Problem description:
Print the data that follows exactly.

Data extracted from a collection
____________________

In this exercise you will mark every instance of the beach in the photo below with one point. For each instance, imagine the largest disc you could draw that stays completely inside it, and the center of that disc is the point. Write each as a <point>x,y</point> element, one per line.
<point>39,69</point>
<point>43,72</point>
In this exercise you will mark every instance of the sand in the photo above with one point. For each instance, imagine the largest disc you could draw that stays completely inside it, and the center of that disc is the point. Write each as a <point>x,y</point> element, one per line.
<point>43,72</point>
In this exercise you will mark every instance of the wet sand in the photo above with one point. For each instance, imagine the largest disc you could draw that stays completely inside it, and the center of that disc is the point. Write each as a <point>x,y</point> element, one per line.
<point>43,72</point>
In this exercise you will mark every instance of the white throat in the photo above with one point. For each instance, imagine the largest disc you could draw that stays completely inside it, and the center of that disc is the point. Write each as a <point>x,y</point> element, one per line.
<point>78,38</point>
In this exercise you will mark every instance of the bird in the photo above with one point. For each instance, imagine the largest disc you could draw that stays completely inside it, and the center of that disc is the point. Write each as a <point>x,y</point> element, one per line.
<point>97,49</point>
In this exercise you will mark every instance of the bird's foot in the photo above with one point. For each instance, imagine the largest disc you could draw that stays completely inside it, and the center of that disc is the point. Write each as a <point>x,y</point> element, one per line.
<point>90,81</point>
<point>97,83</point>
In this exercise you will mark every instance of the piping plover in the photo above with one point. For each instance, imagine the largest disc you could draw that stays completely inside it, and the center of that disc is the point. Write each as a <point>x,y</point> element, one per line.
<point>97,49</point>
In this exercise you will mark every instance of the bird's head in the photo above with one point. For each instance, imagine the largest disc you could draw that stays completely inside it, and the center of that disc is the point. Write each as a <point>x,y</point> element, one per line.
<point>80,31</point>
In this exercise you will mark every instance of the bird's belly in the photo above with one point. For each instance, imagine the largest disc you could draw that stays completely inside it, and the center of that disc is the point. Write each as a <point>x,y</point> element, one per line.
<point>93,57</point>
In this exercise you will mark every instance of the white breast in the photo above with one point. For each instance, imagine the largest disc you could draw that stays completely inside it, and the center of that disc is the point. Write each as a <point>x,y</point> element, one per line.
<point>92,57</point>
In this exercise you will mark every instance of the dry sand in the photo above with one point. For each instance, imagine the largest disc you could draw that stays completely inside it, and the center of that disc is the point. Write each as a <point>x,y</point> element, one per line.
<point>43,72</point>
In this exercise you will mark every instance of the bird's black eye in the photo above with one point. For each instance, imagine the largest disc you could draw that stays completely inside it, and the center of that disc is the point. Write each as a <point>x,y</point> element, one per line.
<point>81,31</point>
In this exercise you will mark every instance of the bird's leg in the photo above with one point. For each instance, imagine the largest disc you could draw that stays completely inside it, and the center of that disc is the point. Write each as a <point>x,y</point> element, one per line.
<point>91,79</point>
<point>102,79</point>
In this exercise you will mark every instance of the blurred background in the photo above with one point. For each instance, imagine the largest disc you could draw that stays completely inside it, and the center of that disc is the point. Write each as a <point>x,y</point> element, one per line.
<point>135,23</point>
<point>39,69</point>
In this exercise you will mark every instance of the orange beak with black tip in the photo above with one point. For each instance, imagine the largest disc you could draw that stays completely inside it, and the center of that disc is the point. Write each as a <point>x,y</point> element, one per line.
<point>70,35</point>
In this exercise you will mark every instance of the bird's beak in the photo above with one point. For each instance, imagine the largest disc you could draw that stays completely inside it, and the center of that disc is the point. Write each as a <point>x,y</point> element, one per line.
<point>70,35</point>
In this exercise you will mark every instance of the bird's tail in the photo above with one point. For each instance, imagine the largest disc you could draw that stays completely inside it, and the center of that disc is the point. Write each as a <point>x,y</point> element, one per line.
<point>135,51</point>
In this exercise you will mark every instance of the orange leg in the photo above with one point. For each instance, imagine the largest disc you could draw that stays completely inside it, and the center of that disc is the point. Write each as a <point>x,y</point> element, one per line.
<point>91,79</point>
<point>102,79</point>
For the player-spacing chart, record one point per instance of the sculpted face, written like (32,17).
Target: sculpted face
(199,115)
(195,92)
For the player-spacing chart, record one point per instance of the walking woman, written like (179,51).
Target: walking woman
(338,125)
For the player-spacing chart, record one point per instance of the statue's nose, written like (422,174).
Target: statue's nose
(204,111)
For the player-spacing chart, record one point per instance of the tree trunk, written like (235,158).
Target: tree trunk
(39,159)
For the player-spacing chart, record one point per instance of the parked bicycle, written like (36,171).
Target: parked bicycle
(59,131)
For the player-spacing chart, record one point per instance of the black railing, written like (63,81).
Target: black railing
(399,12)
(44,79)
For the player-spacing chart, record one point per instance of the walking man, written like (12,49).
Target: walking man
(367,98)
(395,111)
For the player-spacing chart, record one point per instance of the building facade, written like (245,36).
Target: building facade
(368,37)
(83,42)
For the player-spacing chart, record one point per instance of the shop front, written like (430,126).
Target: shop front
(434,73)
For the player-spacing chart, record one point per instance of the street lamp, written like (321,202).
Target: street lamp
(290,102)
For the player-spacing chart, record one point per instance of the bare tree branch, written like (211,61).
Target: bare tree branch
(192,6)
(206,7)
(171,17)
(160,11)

____________________

Result for this task:
In this exercise you will mark every instance of the beach in the photo below with one point. For each instance, imagine the largest disc you could draw that stays completely inside it, and the center of that disc is the point. Write each as a <point>x,y</point> element, one per line.
<point>39,69</point>
<point>43,72</point>
In this exercise you will mark every instance of the sand in the photo above with one point. For each instance, imagine the largest disc you could draw that stays completely inside it, and the center of that disc is the point. Write each as a <point>x,y</point> element, one per line.
<point>43,72</point>
In this exercise you will mark every instance of the wet sand in the photo above with one point. For each instance, imagine the largest disc you could draw that stays completely inside it, and the center of that disc is the point. Write each as a <point>x,y</point> element, one per line.
<point>43,72</point>
In this exercise you will mark every instance of the white throat in the photo above with one point. For each instance, imagine the largest disc you could draw that stays completely inside it, and the center of that disc is the point. Write each as a <point>x,y</point> element, one per line.
<point>78,38</point>
In this exercise you will mark every instance of the bird in the photo above with one point. For each instance, imagine the largest disc you could draw that stays completely inside it, and the center of that disc is the point. Write each as a <point>x,y</point> element, one per line.
<point>97,49</point>
In this exercise you will mark every instance of the bird's foot in the photo above with one point. For each instance, imagine the largest disc you could draw that stays completely inside it, and the center of that disc is the point. Write each as a <point>x,y</point> element, one per line.
<point>90,81</point>
<point>97,83</point>
In this exercise you will mark every instance of the piping plover in the photo above with one point. For each instance, imagine the largest disc you could draw that stays completely inside it, and the center of that disc is the point. Write each as a <point>x,y</point> element, one per line.
<point>97,49</point>
In this exercise you will mark every instance of the bird's head in the photo above with one point. For each instance, imagine the largest disc you could draw that stays completely inside it, and the center of that disc is the point. Write each as a <point>x,y</point> element, one per line.
<point>80,31</point>
In this exercise you will mark every instance of the bird's belly in the photo above with one point. For each instance, imagine the largest disc you could draw that stays completely inside it, and the center of that disc is the point. Write each as a <point>x,y</point> element, one per line.
<point>93,57</point>
In this exercise you will mark every instance of the white breast in the photo above with one point. For each instance, imagine the largest disc you could draw that stays completely inside it, and the center of that disc is the point. Write each as a <point>x,y</point> element, one per line.
<point>92,57</point>
In this exercise you will mark every instance of the dry sand in the photo above with one point. For each instance, imagine the largest disc you could draw that stays completely inside it, and the center of that disc is the point. Write each as a <point>x,y</point> element, one per line.
<point>43,72</point>
In this exercise you will mark every instance of the bird's black eye in the photo above with one point. For each instance, imagine the largest disc you could draw that stays completely inside it, and the center of that disc is the point. Write each as a <point>x,y</point> element, one per line.
<point>81,31</point>
In this exercise you will mark every instance of the bird's leg in the photo above with one point. For each instance, imagine the largest disc you could draw that stays completely inside it, and the center of that disc is the point. Write each as a <point>x,y</point> element, one per line.
<point>91,79</point>
<point>102,79</point>
In this exercise you will mark every instance of the blurred background in the photo above with one point. For each instance, imagine the largest disc you could draw that stays completely inside it, and the center of that disc is the point. Write each as a <point>x,y</point> element, one per line.
<point>135,23</point>
<point>39,69</point>
In this exercise you will mark every instance of the orange beak with black tip in the photo above with one point. For each instance, imagine the largest disc you could draw that stays completely inside it, and the center of that disc is the point. Write each as a <point>x,y</point> element, one per line.
<point>70,35</point>
In this exercise you will mark every instance of the bird's beak in the photo above with one point. For each instance, imagine the largest disc you could draw that stays completely inside it, and the center of that disc is the point. Write each as a <point>x,y</point> element, one per line.
<point>70,35</point>
In this exercise you will mark every instance of the bird's tail in the photo above with one point. For each instance, imagine the largest disc you could draw that stays completely inside it, and the center of that disc is the point. Write each as a <point>x,y</point> element, one per line.
<point>135,51</point>
In this exercise you will mark every instance of the orange leg in the photo above with one point. For each instance, imagine the largest disc you could draw that stays completely inside it, and the center of that disc is the point. Write each as a <point>x,y</point> element, one per line.
<point>91,79</point>
<point>102,79</point>
For the player-spacing chart, record one point per instance of the sculpted face, written like (32,17).
Target: sculpted face
(199,115)
(195,92)
For the player-spacing chart, record one point per instance of the walking woman, written like (179,51).
Target: walking woman
(338,125)
For the player-spacing chart, record one point per instance of the statue's nose, written like (422,174).
Target: statue's nose
(204,111)
For the player-spacing chart, record one point per instance of the tree trunk, written like (235,158).
Target: tree trunk
(39,159)
For the player-spacing chart, record one point per instance of the parked bicycle, written like (36,171).
Target: parked bicycle
(59,131)
For the player-spacing chart, record one point per instance of the black railing, written like (63,81).
Target: black railing
(399,12)
(44,79)
For the player-spacing chart, record one point per instance of the walking man, written like (12,49).
Target: walking man
(367,98)
(395,111)
For the player-spacing chart, record one point per instance of the building facade, written like (245,36).
Target: building facade
(368,37)
(83,42)
For the player-spacing chart, record one point per instance of the shop front, written like (430,126).
Target: shop front
(434,73)
For the player-spacing chart, record one point per instance of the street lamp, written like (321,202).
Target: street lamp
(290,102)
For the player-spacing chart, record one point per instance of the bare tree branch, written like (211,61).
Target: bare tree branch
(192,6)
(206,7)
(171,17)
(160,11)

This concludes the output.